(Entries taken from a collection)

========

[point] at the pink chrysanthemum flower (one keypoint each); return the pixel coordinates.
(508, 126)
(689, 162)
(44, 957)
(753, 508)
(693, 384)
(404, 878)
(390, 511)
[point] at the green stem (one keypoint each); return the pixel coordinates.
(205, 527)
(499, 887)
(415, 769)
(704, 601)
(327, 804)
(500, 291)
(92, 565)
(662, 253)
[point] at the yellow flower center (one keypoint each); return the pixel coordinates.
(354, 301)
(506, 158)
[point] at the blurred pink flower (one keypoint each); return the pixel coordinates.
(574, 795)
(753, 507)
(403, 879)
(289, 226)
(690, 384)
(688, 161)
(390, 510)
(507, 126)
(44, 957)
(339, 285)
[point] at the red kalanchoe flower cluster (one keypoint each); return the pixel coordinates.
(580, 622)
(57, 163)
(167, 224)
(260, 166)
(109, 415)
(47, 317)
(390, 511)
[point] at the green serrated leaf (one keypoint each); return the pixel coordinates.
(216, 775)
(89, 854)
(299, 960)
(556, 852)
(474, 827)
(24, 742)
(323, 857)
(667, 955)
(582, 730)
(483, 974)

========

*AIM OF THE EXERCISE*. Reproduce every record exactly, line by line.

*REPLY TO THE EXERCISE*.
[point] at the pink chrysanthemum flower (one keypoint each); return the pixel coordinates.
(508, 126)
(689, 162)
(44, 957)
(753, 508)
(693, 384)
(404, 878)
(390, 511)
[point] at the green stem (one keypoint each); return the pixel coordinates.
(205, 527)
(499, 887)
(415, 769)
(704, 601)
(327, 804)
(500, 291)
(92, 565)
(662, 253)
[point] at the yellow flower center (one keypoint each); return the pixel coordinates.
(354, 301)
(506, 158)
[point] at the blurred pink flower (one keypoint each); return the pixel coordinates.
(574, 795)
(753, 507)
(403, 879)
(289, 226)
(690, 384)
(688, 161)
(390, 510)
(507, 126)
(44, 957)
(339, 285)
[point] at the red kalanchoe flower cluster (one keypoint each); return the pixel coordinates.
(580, 622)
(57, 163)
(167, 224)
(260, 166)
(109, 415)
(47, 317)
(390, 511)
[point] at the green serrated leaf (one keypoint each); return the pixel coordinates.
(216, 775)
(89, 854)
(299, 960)
(556, 852)
(474, 827)
(24, 742)
(323, 857)
(667, 955)
(582, 730)
(483, 974)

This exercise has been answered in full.